| Your task |
Beneath this line is the data. Output exactly the lines from the line with "negative clicks: (321, 243) (338, 244)" to the line with "positive clicks: (473, 310)", both ends included, and nothing more.

| Listed entries |

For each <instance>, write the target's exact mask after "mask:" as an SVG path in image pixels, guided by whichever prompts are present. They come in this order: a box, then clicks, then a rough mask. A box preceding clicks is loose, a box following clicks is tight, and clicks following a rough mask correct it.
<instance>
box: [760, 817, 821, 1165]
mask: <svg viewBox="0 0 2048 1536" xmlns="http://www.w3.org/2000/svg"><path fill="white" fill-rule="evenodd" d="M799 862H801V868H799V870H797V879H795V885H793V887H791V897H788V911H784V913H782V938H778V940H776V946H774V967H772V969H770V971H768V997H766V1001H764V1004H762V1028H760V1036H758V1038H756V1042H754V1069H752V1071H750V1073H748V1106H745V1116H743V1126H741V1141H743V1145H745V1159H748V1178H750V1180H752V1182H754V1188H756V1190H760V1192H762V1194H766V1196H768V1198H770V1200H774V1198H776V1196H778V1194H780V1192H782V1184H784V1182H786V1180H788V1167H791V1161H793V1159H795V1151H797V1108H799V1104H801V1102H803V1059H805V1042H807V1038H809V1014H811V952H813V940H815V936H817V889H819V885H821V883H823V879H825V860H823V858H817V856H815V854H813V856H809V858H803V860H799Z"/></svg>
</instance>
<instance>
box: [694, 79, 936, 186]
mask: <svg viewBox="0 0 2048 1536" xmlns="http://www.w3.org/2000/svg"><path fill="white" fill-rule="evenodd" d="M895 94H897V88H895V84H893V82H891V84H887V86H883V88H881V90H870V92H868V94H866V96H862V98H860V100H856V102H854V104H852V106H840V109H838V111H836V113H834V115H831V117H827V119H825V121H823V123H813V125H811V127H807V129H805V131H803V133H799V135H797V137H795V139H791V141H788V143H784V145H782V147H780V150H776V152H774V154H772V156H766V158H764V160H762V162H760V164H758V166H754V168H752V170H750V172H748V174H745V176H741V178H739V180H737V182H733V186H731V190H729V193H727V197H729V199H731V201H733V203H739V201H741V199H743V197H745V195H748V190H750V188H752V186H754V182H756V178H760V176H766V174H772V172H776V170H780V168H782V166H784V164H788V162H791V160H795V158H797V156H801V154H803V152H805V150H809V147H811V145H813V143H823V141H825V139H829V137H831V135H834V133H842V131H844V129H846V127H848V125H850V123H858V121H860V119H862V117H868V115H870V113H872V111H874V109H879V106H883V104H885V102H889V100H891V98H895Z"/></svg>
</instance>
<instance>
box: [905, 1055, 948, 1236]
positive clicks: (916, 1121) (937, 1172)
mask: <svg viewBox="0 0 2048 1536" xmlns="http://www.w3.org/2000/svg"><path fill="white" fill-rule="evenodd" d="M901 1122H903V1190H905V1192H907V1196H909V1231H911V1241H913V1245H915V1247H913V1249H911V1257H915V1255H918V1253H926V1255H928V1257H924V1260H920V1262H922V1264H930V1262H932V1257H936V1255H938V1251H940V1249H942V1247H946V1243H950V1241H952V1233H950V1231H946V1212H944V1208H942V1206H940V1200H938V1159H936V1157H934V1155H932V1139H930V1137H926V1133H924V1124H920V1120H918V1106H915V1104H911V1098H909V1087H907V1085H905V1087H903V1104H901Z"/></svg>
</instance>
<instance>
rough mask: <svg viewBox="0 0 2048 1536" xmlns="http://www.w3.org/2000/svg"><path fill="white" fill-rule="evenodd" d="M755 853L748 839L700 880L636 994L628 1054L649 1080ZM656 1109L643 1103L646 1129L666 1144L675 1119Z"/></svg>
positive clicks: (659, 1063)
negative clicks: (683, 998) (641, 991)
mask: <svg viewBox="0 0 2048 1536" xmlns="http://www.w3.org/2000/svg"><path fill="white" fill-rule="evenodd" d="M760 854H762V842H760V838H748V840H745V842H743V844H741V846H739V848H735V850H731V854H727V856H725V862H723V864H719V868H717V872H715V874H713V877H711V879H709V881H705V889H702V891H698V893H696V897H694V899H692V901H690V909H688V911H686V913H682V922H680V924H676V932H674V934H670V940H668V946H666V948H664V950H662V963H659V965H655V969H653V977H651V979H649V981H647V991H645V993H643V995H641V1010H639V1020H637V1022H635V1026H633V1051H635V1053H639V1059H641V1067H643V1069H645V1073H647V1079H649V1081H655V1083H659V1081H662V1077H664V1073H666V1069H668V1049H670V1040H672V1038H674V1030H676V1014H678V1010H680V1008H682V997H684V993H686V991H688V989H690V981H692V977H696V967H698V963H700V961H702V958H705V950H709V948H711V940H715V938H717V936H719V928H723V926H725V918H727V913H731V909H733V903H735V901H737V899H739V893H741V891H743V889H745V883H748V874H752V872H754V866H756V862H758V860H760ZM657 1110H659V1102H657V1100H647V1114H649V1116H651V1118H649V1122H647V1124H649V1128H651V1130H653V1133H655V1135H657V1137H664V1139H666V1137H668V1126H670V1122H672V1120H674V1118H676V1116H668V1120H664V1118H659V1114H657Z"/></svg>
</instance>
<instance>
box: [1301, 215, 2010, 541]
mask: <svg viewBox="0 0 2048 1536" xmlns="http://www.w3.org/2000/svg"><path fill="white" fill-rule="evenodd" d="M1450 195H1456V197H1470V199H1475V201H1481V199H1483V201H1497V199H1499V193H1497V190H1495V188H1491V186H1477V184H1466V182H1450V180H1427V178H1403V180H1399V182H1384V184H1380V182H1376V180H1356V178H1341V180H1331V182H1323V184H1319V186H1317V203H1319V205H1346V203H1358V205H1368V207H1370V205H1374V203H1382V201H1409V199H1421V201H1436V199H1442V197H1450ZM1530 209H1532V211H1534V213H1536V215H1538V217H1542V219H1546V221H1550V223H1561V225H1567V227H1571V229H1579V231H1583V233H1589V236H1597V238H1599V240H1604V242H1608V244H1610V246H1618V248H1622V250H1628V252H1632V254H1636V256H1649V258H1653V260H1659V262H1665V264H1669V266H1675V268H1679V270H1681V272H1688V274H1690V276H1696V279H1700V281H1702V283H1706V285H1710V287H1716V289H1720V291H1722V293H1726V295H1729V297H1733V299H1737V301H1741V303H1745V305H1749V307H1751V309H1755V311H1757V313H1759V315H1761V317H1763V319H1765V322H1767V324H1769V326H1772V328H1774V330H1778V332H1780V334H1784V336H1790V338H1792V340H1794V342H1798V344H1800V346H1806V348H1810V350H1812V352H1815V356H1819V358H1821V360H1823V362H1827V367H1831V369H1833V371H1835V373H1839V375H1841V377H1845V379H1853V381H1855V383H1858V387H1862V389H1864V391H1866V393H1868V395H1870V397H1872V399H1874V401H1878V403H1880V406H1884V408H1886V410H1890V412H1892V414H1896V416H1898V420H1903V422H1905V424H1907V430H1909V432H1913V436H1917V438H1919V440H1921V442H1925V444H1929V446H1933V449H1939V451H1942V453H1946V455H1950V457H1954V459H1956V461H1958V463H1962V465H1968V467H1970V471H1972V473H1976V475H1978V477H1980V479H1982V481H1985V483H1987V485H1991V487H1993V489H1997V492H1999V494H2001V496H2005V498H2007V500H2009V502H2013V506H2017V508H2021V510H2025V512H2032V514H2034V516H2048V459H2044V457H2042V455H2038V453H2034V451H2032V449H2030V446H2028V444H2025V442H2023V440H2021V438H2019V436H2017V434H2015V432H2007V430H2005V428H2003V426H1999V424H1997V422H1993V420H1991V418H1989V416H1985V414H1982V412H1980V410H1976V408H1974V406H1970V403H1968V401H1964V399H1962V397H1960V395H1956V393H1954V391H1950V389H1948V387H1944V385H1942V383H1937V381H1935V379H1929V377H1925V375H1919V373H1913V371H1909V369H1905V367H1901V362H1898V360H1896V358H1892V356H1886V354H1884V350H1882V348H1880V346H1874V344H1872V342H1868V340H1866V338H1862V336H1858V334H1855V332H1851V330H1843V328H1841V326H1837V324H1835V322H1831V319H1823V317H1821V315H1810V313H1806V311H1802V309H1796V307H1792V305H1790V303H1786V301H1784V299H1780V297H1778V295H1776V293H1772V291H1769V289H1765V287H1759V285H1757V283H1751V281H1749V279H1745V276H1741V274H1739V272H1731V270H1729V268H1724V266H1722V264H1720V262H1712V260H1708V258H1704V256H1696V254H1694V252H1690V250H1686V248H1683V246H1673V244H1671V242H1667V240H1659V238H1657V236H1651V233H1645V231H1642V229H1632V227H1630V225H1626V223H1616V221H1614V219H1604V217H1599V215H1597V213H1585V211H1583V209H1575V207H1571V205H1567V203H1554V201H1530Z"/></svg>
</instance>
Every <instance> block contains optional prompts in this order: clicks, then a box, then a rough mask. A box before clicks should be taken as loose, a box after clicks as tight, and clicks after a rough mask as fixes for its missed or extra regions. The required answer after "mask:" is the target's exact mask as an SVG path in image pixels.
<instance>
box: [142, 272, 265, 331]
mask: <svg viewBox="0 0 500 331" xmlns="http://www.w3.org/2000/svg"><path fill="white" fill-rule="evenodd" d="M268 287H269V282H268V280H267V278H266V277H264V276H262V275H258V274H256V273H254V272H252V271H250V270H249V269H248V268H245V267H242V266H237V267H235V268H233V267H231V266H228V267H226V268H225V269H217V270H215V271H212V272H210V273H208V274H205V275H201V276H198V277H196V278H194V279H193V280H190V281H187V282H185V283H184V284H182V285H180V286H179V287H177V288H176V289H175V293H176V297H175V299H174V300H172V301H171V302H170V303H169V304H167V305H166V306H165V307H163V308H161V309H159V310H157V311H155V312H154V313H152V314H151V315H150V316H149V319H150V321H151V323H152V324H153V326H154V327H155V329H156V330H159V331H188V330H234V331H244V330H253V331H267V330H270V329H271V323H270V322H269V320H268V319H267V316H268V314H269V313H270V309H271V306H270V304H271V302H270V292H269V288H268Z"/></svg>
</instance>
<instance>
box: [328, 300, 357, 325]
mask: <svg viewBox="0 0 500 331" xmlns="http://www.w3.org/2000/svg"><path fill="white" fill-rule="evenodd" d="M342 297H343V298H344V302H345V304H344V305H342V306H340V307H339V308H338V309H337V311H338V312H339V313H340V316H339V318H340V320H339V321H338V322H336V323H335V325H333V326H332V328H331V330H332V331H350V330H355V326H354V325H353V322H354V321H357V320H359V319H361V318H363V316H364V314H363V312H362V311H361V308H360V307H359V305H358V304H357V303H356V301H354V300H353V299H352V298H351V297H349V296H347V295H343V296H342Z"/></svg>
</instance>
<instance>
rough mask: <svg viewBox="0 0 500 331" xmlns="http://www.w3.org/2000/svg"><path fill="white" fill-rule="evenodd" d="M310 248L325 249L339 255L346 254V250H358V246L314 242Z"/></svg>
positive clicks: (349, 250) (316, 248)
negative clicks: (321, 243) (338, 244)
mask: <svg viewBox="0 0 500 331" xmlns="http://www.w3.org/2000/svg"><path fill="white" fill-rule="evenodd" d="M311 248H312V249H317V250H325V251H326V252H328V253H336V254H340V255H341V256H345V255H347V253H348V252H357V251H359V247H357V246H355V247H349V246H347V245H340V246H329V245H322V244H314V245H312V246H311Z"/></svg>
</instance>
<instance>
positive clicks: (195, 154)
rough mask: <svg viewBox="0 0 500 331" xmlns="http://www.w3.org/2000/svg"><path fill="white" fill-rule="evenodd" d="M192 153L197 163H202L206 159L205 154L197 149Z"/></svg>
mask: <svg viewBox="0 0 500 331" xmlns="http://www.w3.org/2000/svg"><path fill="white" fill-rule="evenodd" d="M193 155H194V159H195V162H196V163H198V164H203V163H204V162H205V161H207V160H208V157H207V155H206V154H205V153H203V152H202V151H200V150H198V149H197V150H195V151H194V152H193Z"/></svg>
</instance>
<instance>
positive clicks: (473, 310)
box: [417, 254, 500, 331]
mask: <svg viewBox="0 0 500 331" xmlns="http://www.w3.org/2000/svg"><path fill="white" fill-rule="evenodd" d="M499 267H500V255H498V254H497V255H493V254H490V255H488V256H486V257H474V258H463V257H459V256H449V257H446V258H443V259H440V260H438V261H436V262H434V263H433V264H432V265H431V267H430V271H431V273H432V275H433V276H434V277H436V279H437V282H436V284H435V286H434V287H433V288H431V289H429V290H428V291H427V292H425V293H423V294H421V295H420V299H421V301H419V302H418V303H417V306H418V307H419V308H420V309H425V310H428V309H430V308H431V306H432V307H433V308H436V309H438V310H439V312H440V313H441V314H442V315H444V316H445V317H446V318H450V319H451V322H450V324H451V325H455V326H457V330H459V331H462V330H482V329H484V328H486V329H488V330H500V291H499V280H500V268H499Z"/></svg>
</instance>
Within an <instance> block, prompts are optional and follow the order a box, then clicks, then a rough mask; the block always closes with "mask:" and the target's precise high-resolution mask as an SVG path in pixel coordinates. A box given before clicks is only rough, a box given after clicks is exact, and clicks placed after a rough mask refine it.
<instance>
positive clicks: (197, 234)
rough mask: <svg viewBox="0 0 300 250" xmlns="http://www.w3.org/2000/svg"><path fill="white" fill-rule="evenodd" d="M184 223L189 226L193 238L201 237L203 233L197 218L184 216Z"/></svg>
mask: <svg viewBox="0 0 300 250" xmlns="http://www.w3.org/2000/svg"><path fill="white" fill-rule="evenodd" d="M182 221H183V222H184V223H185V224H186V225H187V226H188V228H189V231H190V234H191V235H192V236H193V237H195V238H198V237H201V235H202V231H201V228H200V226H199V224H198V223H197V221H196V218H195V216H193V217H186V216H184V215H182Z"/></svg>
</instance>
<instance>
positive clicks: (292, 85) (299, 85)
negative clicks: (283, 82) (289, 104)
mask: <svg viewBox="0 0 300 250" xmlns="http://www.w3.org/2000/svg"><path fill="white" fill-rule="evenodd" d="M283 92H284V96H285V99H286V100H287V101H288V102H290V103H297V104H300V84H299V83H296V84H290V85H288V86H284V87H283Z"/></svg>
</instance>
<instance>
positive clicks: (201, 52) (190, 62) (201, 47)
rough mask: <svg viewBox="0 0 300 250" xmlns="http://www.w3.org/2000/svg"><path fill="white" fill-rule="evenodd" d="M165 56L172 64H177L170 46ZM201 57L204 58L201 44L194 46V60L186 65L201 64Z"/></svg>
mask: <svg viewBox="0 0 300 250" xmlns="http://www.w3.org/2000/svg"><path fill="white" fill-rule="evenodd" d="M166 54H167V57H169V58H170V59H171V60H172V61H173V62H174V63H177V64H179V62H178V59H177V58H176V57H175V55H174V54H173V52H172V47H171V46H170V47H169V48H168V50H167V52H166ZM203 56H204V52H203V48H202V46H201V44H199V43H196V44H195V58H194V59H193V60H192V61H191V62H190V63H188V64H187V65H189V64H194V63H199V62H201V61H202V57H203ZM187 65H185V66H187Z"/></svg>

| Solution to the problem |
negative clicks: (321, 243) (338, 244)
mask: <svg viewBox="0 0 500 331" xmlns="http://www.w3.org/2000/svg"><path fill="white" fill-rule="evenodd" d="M311 248H312V249H317V250H325V251H326V252H328V253H336V254H340V255H341V256H345V255H347V253H348V252H357V251H359V247H357V246H355V247H349V246H347V245H340V246H329V245H322V244H314V245H312V246H311Z"/></svg>
</instance>
<instance>
positive clicks: (195, 154)
rough mask: <svg viewBox="0 0 500 331" xmlns="http://www.w3.org/2000/svg"><path fill="white" fill-rule="evenodd" d="M192 153L197 163H202L206 159L205 154L197 149Z"/></svg>
mask: <svg viewBox="0 0 500 331" xmlns="http://www.w3.org/2000/svg"><path fill="white" fill-rule="evenodd" d="M193 155H194V159H195V162H196V163H198V164H203V163H204V162H205V161H207V160H208V157H207V155H206V154H205V153H203V152H202V151H200V150H198V149H197V150H195V151H194V152H193Z"/></svg>
</instance>
<instance>
positive clicks: (473, 310)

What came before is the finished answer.